All of the data should be given again word for word, though the images are to be left out.

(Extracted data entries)
···

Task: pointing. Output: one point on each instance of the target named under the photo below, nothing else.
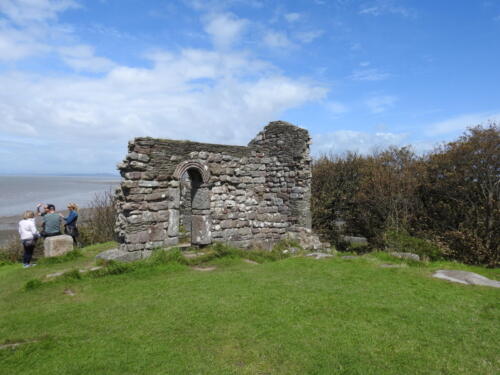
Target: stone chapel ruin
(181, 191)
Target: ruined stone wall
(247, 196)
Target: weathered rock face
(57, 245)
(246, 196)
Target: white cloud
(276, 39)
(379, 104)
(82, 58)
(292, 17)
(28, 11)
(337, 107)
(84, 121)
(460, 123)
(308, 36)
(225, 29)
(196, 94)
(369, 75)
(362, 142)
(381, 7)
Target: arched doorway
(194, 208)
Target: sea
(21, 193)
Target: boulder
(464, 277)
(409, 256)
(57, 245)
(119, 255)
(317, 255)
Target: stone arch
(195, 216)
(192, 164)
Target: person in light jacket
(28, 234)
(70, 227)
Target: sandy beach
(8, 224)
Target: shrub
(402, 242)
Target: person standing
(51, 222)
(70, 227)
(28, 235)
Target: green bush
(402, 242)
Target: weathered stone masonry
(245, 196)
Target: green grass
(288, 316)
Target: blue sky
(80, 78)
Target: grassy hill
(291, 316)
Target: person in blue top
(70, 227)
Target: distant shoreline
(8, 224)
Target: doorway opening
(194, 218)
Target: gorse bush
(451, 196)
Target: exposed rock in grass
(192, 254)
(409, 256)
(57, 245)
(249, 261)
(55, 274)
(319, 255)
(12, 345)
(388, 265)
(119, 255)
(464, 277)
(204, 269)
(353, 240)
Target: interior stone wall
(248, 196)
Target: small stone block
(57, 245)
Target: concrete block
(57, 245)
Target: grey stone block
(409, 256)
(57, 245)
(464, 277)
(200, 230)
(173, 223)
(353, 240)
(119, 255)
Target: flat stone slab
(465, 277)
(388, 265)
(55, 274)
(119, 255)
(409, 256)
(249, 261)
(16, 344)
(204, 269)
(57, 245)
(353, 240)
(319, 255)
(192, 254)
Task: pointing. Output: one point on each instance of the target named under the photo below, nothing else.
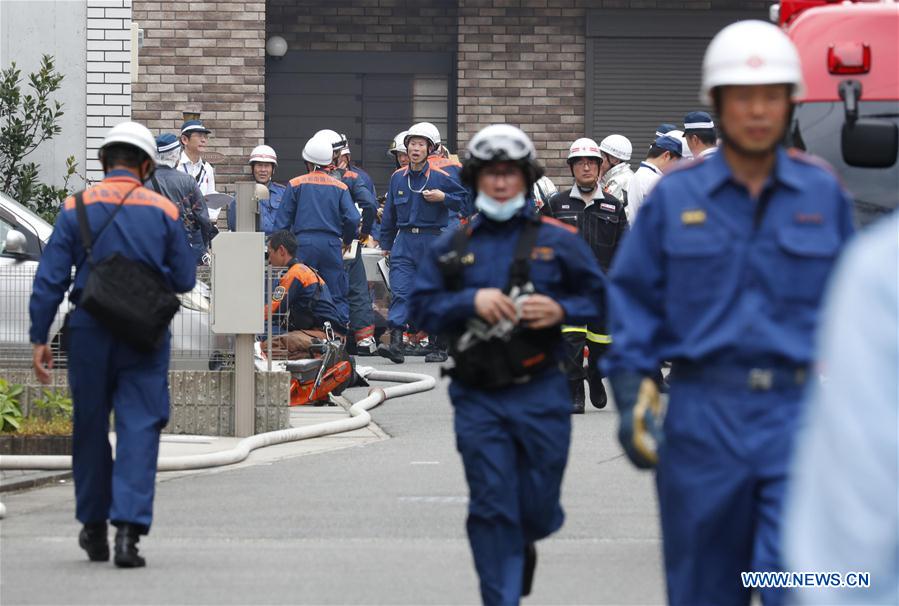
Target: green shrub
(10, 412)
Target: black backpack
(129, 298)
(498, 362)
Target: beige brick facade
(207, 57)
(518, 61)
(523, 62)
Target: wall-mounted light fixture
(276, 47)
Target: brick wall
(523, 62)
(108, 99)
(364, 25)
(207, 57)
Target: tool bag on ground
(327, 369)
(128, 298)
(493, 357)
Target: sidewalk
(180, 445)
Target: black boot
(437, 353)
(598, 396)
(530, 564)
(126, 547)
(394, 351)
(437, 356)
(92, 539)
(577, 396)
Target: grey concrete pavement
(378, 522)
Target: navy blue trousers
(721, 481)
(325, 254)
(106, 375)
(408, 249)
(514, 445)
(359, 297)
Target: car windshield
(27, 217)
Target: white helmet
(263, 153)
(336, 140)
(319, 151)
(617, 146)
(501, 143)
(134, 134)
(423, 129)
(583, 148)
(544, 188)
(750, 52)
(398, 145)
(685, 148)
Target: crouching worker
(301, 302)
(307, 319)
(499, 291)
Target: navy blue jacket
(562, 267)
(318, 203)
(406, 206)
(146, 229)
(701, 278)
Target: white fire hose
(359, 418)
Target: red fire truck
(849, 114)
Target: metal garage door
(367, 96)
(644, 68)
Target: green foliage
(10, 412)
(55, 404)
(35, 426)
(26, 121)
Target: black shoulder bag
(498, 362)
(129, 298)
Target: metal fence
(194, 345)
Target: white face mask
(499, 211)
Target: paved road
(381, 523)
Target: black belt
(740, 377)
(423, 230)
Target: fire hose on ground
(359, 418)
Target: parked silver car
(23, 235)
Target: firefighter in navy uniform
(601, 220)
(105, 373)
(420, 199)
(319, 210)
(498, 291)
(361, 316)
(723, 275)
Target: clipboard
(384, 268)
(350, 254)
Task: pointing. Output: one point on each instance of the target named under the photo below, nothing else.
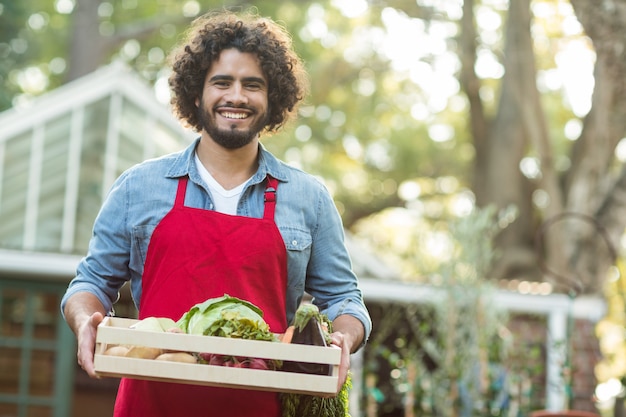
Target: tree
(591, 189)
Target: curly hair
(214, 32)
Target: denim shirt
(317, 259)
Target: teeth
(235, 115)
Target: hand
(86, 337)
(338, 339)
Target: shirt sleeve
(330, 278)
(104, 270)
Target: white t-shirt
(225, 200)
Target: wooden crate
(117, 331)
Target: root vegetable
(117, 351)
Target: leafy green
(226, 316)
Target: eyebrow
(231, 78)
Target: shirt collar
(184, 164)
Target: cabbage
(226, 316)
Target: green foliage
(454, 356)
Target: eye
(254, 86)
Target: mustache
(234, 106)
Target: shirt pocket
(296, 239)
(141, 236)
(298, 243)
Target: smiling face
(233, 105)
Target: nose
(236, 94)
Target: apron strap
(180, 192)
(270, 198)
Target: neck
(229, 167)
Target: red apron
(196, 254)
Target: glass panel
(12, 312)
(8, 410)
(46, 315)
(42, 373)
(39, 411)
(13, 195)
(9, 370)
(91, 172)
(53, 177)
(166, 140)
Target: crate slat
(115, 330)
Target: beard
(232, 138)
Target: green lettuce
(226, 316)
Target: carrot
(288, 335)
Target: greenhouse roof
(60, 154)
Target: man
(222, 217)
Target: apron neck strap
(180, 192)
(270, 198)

···

▸ **RESPONSE AREA**:
Task: pointing. Output: one point on each instance of the target named under the photo below, nothing else.
Target: stone chapel ruin
(181, 191)
Target: ruined stone wall
(247, 196)
Target: weathered rock face
(57, 245)
(246, 196)
Target: white cloud
(276, 39)
(379, 104)
(82, 58)
(292, 17)
(28, 11)
(337, 107)
(84, 121)
(460, 123)
(308, 36)
(225, 29)
(196, 94)
(369, 75)
(362, 142)
(381, 7)
Target: arched doorway
(194, 208)
Target: sea
(21, 193)
Target: boulder
(464, 277)
(409, 256)
(57, 245)
(119, 255)
(317, 255)
Target: stone arch
(195, 216)
(192, 164)
Target: person in light jacket
(28, 234)
(70, 227)
Target: sandy beach
(8, 224)
Target: shrub
(402, 242)
Target: person standing
(51, 222)
(70, 227)
(28, 235)
Target: green bush
(402, 242)
Target: weathered stone masonry
(245, 196)
Target: green grass
(288, 316)
Target: blue sky
(80, 78)
Target: grassy hill
(291, 316)
Target: person in blue top
(70, 227)
Target: distant shoreline
(8, 224)
Target: doorway opening
(194, 218)
Target: gorse bush
(451, 196)
Target: exposed rock in grass
(192, 254)
(409, 256)
(57, 245)
(249, 261)
(55, 274)
(319, 255)
(12, 345)
(388, 265)
(119, 255)
(464, 277)
(204, 269)
(353, 240)
Target: interior stone wall
(248, 196)
Target: small stone block
(57, 245)
Target: concrete block
(57, 245)
Target: grey stone block
(409, 256)
(57, 245)
(464, 277)
(200, 230)
(173, 223)
(353, 240)
(119, 255)
Target: flat stone slab
(465, 277)
(388, 265)
(55, 274)
(119, 255)
(409, 256)
(249, 261)
(16, 344)
(204, 269)
(57, 245)
(353, 240)
(319, 255)
(192, 254)
Task: pointing. Output: one point on each instance of the target named under the photo below, nothing else.
Target: green shrub
(10, 412)
Target: black backpack
(129, 298)
(498, 362)
Target: beige brick facade
(207, 57)
(518, 61)
(523, 62)
Target: wall-mounted light fixture
(276, 47)
Target: brick wall
(523, 62)
(108, 99)
(364, 25)
(207, 57)
Target: tool bag on ground
(327, 369)
(128, 298)
(493, 357)
Target: sidewalk
(180, 445)
Target: black boot
(437, 353)
(598, 396)
(530, 564)
(126, 547)
(394, 351)
(437, 356)
(92, 539)
(577, 396)
Target: grey concrete pavement
(378, 522)
Target: navy blue trousers
(721, 481)
(325, 254)
(106, 375)
(408, 249)
(514, 445)
(359, 297)
Target: car windshield
(27, 217)
Target: white helmet
(263, 153)
(336, 140)
(319, 151)
(617, 146)
(501, 143)
(134, 134)
(423, 129)
(583, 148)
(544, 188)
(750, 52)
(398, 145)
(685, 148)
Target: crouching worker
(301, 302)
(307, 319)
(499, 291)
Target: navy blue jacket
(562, 267)
(318, 203)
(406, 206)
(146, 229)
(701, 278)
Target: white fire hose
(359, 418)
Target: red fire truck
(849, 114)
Target: metal garage door
(367, 96)
(644, 68)
Target: green foliage
(10, 412)
(55, 404)
(35, 426)
(26, 121)
Target: black shoulder bag
(498, 362)
(129, 298)
Target: metal fence
(194, 345)
Target: white face mask
(499, 211)
Target: paved road
(381, 523)
Target: black belt
(740, 377)
(423, 230)
Target: fire hose on ground
(359, 418)
Target: parked silver car
(23, 235)
Target: firefighter in navy uniform
(601, 220)
(105, 373)
(420, 199)
(319, 210)
(498, 291)
(361, 316)
(723, 275)
Target: clipboard
(384, 268)
(350, 254)
Task: pointing. Output: one point on each instance of the target named under the photo below, nothing else.
Target: tree
(591, 189)
Target: curly hair
(214, 32)
Target: denim shirt
(317, 259)
Target: teeth
(235, 115)
Target: hand
(86, 337)
(338, 339)
Target: shirt sleeve
(330, 278)
(104, 270)
Target: white t-shirt
(225, 200)
Target: wooden crate
(117, 331)
Target: root vegetable
(117, 351)
Target: leafy green
(226, 316)
Target: eyebrow
(231, 78)
Target: shirt collar
(184, 164)
Target: cabbage
(226, 316)
Target: green foliage
(454, 356)
Target: eye
(254, 86)
Target: mustache
(234, 106)
Target: shirt pocket
(296, 239)
(141, 236)
(298, 243)
Target: smiling face
(233, 105)
Target: nose
(236, 94)
Target: apron strap
(180, 192)
(270, 198)
Target: neck
(229, 167)
Target: red apron
(196, 254)
Target: glass panel
(12, 312)
(8, 410)
(46, 315)
(42, 373)
(39, 411)
(13, 195)
(9, 370)
(91, 172)
(53, 177)
(166, 140)
Target: crate slat
(115, 330)
Target: beard
(232, 138)
Target: green lettuce
(226, 316)
Target: carrot
(288, 335)
Target: greenhouse roof
(60, 154)
Target: man
(222, 217)
Target: apron neck strap
(180, 192)
(270, 198)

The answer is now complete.